> **The tasks**
- A) Transcribe the part of the CMMC rollout post that opens with the words containing "a. DIBCAC has" and closes with "them by Friday.".
- B) According to the CMMC rollout post, when is the DoD projecting an updated CMMC rule release?

> **Page**
CMMC Rollout: Where to Next?

Several people have asked me about this one. I posted this in the NDIA forum a week or so ago to generate discussion there on the current status of CMMC. Reposted here for the broader audience. Although we might have a great discussion about which of these two trains are rolling toward us, either way something big with growing momentum is coming down the tracks.

Ms. Bostjanick has indicated in a couple of forums now that the DoD is projecting an updated CMMC rule release in March of 2023. She and John Ellis have provided some information in public forums on what they "intend" for that to look like. All intentions are subject to rulemaking and they have been clear they were sharing what their intended results would be not guaranteeing that is how things would turn out. Still, as Organizations Seeking Certification (OSC's) those comments, along with the new scoping and assessment guides offer some insights into what we should prepare for.

1. What can be POAM'd will be limited. The allowance of POAMs or Plans of Actions and Milestones resulted in a big sigh of relief from many. We should realize though that these are NOT going to be used and applied as the Federal Government does for their own systems under 800-53. The enforcement for contractors is going to be tougher. Admittedly POAMs as an unconstrained parking orbit for things your plan to get to someday is not good for the security of our sensitive information. Two constraints are planned for POAMs.

a. First is the 180-day time limit. POAM'd items at assessment are time-bound to 180 days, and subject to an assessment of completion. The plan is to require a different Lead Assessor to have to return to the OSC and verify that the POAM items are complete. Failure to complete the POAM close-out assessment will result in the loss of interim certification.

b. Second is that a little over half of all the controls will not be eligible for POAMs. They must be in place. The DCMA methodology for Basic Self Assessments has a scoring mechanism that weights all the controls 5, 3, or 1 point. Only 1 pointers are planned to be eligible for POAMs.

2. Basic Self Assessments (BSA) of continued compliance will be required annually. Basic Self Assessments are already required triannually (unless you get a DIBCAC Medium or High Assessment which also counts) for all holders of CUI. These assessments will need to be attested to by a senior executive of the company. Think C suite in my view, not the manager of IT compliance. In many companies, CMMC is seen as an IT problem and pushed off as far down the chain as possible, and the current BSAs were submitted with little oversight other than "we told the DoD what they wanted to hear right? Roger boss. 110 out of 110." That will be changing. The C suite person signing off will be attesting that they are meeting the controls and open themselves personally up for False Claims Act risk, particularly in cases where the delta between what we told the DoD and what the reality is on assessment day is significant.

3. A lot more companies think they are in good shape than the DoD does. John Ellis said not long ago that 19,904 companies as of the day of his talk, had a BSA score in the Supplier Performance Risk Management System (SPRS) database. The DoD estimates that 80,000 companies hold CUI and will likely require an independent 3rd party assessment. 75% of the companies with scores, scored themselves 110 out of 110. Based on two years of DIBCAC assessments only 25% of all companies assessed met most of the required controls. 75% had seriously deficient programs. Think on that. 75% of the companies reporting believe they are fully implemented. DoD assesses that 25% of companies are mostly implemented.

a. DIBCAC has announced that they will be starting a new wave of Medium, paperwork-only assessments. They plan to call companies on Monday and require delivery of an SSP to them by Friday.

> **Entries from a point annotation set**
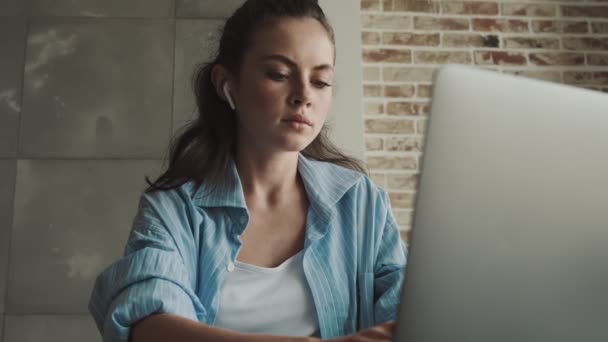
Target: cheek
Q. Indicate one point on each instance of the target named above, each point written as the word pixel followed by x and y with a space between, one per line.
pixel 265 98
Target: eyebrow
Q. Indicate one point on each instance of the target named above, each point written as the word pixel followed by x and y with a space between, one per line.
pixel 293 64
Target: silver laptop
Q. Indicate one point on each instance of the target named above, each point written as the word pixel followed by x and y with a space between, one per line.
pixel 510 236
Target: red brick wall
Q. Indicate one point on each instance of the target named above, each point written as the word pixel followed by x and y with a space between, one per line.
pixel 404 41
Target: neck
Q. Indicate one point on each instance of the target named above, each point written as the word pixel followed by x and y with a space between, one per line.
pixel 268 178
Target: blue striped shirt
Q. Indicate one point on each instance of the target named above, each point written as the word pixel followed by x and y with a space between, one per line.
pixel 183 240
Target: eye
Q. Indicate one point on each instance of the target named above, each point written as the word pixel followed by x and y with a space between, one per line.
pixel 321 84
pixel 276 76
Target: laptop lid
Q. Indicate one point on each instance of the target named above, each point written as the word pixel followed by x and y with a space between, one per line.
pixel 510 235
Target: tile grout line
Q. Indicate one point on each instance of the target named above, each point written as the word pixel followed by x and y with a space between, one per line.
pixel 26 23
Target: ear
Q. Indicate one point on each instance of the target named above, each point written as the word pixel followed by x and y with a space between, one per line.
pixel 220 77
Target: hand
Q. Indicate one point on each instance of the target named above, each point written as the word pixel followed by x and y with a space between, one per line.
pixel 381 332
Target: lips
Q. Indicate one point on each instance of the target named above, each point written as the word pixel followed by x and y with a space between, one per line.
pixel 298 118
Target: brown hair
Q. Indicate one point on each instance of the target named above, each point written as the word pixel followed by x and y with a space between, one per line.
pixel 204 148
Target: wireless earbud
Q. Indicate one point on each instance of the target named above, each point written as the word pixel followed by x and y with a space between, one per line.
pixel 228 97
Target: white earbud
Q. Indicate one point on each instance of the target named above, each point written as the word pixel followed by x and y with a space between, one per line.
pixel 228 97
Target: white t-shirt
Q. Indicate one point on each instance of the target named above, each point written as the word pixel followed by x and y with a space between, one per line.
pixel 275 301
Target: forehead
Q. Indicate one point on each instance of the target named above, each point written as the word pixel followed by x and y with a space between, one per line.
pixel 304 41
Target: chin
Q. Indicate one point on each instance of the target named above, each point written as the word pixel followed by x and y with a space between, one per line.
pixel 295 145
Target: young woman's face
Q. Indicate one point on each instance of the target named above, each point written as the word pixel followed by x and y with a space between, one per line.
pixel 283 92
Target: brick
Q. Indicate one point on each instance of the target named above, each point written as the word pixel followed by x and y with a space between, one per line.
pixel 442 57
pixel 405 144
pixel 394 126
pixel 373 108
pixel 545 75
pixel 402 200
pixel 372 90
pixel 441 24
pixel 385 21
pixel 371 38
pixel 387 56
pixel 529 10
pixel 407 108
pixel 421 125
pixel 371 73
pixel 424 90
pixel 469 40
pixel 585 11
pixel 406 163
pixel 499 58
pixel 379 179
pixel 599 27
pixel 403 217
pixel 586 77
pixel 485 8
pixel 404 182
pixel 531 43
pixel 574 27
pixel 374 144
pixel 557 58
pixel 597 59
pixel 371 5
pixel 411 39
pixel 427 6
pixel 500 25
pixel 406 236
pixel 554 26
pixel 406 90
pixel 585 43
pixel 408 74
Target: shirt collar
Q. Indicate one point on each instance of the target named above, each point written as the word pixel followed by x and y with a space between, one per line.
pixel 325 184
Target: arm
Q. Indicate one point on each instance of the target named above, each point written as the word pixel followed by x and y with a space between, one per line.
pixel 389 268
pixel 148 295
pixel 165 327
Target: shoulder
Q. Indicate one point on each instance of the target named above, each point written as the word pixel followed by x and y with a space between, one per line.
pixel 160 207
pixel 348 187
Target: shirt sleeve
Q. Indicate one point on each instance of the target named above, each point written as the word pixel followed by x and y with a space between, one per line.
pixel 151 277
pixel 389 268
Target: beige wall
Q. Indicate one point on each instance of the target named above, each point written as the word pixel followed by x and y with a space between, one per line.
pixel 405 41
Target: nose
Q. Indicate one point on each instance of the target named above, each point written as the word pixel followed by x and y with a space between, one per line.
pixel 301 95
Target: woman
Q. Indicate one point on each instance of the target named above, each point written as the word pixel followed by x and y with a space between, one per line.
pixel 260 229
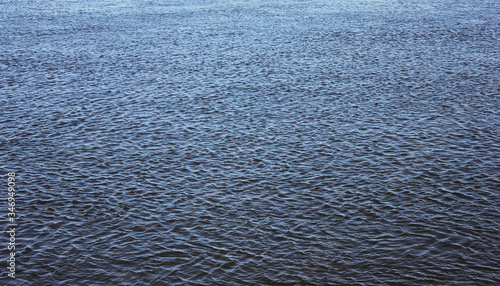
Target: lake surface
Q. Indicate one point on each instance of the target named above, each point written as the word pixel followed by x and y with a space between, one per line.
pixel 252 142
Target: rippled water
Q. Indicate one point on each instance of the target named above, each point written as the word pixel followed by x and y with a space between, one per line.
pixel 252 142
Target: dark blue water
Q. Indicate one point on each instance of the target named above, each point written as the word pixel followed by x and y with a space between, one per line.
pixel 252 142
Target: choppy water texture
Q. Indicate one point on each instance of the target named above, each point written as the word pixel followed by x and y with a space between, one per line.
pixel 252 142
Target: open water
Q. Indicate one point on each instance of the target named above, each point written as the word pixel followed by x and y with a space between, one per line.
pixel 278 142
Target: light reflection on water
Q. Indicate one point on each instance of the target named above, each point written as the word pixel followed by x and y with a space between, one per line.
pixel 253 143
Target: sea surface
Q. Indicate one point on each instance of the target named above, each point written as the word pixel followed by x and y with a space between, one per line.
pixel 232 142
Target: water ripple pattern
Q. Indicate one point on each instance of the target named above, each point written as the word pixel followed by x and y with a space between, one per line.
pixel 254 142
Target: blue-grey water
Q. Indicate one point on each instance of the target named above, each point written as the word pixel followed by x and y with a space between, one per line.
pixel 279 142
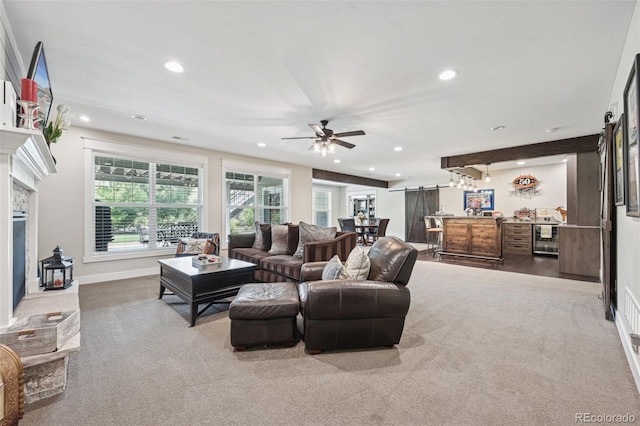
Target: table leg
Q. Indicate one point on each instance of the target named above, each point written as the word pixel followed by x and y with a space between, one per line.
pixel 194 314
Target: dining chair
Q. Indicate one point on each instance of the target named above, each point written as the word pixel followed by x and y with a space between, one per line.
pixel 379 231
pixel 348 224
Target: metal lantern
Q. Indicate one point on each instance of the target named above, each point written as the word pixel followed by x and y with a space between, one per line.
pixel 56 271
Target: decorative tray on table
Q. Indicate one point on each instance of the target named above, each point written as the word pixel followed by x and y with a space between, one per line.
pixel 204 260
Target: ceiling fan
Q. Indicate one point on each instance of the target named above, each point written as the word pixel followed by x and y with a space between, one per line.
pixel 326 136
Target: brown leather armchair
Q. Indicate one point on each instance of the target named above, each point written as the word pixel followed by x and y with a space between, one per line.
pixel 351 314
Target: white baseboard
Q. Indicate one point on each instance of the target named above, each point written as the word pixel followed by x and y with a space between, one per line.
pixel 632 358
pixel 93 279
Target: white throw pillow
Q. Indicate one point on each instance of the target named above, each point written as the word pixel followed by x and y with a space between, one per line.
pixel 357 265
pixel 333 269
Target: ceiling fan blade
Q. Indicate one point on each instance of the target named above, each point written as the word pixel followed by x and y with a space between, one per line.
pixel 343 143
pixel 317 129
pixel 302 137
pixel 351 133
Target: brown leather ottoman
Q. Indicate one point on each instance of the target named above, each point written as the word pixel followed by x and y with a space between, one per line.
pixel 264 314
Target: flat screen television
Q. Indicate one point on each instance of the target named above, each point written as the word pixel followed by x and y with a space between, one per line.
pixel 38 72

> **Solutions**
- A)
a. DIBCAC has announced that they will be starting a new wave of Medium, paperwork-only assessments. They plan to call companies on Monday and require delivery of an SSP to them by Friday.

- B) March of 2023.